Provided data
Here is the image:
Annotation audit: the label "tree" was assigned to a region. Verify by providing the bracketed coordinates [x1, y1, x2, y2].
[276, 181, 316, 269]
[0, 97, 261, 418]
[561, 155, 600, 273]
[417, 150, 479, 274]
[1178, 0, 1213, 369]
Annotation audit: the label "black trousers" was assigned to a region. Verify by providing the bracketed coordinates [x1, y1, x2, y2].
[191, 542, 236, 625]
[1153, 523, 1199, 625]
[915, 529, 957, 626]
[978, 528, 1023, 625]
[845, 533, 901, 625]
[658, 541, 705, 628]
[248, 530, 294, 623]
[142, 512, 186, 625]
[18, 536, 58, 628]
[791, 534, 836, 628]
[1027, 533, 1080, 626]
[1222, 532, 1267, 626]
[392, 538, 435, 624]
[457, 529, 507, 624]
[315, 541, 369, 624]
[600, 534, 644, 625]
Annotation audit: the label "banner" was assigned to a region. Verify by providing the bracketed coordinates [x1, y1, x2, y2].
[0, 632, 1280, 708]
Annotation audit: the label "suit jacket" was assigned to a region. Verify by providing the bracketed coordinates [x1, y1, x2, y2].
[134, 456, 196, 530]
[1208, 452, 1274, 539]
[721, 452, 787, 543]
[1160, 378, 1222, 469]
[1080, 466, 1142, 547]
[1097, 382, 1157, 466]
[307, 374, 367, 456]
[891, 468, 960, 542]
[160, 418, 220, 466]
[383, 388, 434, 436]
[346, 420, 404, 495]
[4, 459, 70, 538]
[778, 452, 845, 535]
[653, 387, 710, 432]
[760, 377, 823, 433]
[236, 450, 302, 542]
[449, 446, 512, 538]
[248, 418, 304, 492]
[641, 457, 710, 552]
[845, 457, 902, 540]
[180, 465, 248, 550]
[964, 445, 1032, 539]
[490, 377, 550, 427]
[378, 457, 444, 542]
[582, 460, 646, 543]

Do this
From the entries above, copy every line that contains the string "Annotation", matching case exactly. Leave out any line that doesn't contain it.

Response
Annotation audit: the label "tree" was assigned to a region. Verify by providing the bracketed coordinates [x1, y1, x2, y2].
Annotation audit: the label "black trousers" was assigned to a region. Verify by providing the bracketed coordinates [x1, y1, x2, y2].
Annotation audit: the label "banner" was assigned to a region. Verify by providing the bracketed coordinates [x1, y1, x2, y2].
Annotation audit: the label "suit jacket" was assigned to a region. Verify by providing the bracketed coordinates [x1, y1, x2, y2].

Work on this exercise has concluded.